Exercise set:
• 1. Answer these questions from the passage on fuzzy inventory models below, one line each:
(a) Who introduced fuzzy set theory, and in what year?
(b) Which costs does the passage list as possible sources of uncertainty?
(c) How do conventional inventory models treat uncertainties?
• 2. Summarize the passage on fuzzy inventory models below in two sentences.
• 3. Write the next part of the passage on fuzzy inventory models below, picking up after its final sentence.

-- Text under study follows --

The conventional inventory models incorporate the certain or uncertain demand and supply. However, in practice, both demand and supply are uncertain due to change of orders and some of the unpredictable events. Fuzzy theory gives a closer picture of the situations than the probabilistic theory. Fuzzy set theory, originally introduced by (Zadeh, 1965), provides a tool to consider imprecise or vague information or the information based on perception or belief of individuals. Inventory problems are very common in business operations. Often uncertainties may be associated with demand and various relevant costs like those of inventory carrying, shortage of items and set-up or ordering cost. In conventional inventory models, uncertainties are treated as randomness and probability theory is applied to solve the problem. However, in certain situations, uncertainties are due to fuzziness and in such cases the fuzzy set theory is more appropriate (Chakravarti et al., 2013).

-- Text under study concluded --
-- Stored data follows --

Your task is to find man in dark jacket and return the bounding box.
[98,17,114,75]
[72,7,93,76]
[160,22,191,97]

-- Stored data concluded --

Answers to this exercise:
• 1.
(a) Zadeh, in 1965.
(b) Inventory carrying cost, shortage of items, and set-up or ordering cost.
(c) They treat uncertainties as randomness and apply probability theory.

• 2. In practice, both demand and supply are uncertain, and fuzzy set theory, introduced by Zadeh in 1965, gives a closer picture of such situations than probabilistic theory because it handles imprecise or vague information. Conventional inventory models treat uncertainties in demand and costs as randomness and apply probability theory, but when those uncertainties are due to fuzziness, fuzzy set theory is more appropriate.

• 3.
The fuzzy set theory is developed for solving the phenomenon of vague, imprecise, and fuzziness prevalent in the real world. Up to this point, the fuzzy set theory has been widely applied and accepted in many fields, such as science, medicine and management (Ouyang et al., 2010). Kumar et al. (2008) used fuzzy linear programming in supplier selection. Kumar et al. (2011) used fuzzy quality function deployment and multi objective linear programming for supplier evaluation and quota allocation problem. Kumar et al. (2012) used fuzzy analytic hierarchy process and TOPSIS for 3PL evaluation. Thus, the applications of fuzzy set theory in the field of management have become very popular and useful. Fuzzy theory provides an alternate and flexible approach to handle the situations because it can incorporate various subject experts’ advice in developing critical parameter estimates (Zimmermann, 2001).

In this chapter, the authors have proposed an inventory model with fuzzy lead time and fuzzy demand for determining the economic order quantity and fuzzy total safety stock cost using a triangular fuzzy number. The rest of the chapter is organized as follows: Second section represents the background, i.e. literature review related to inventory models and fuzzy set theory. The third section discusses the model development and the fourth section shows a numerical illustration. Finally, fifth section represents the conclusion and the scope for future research.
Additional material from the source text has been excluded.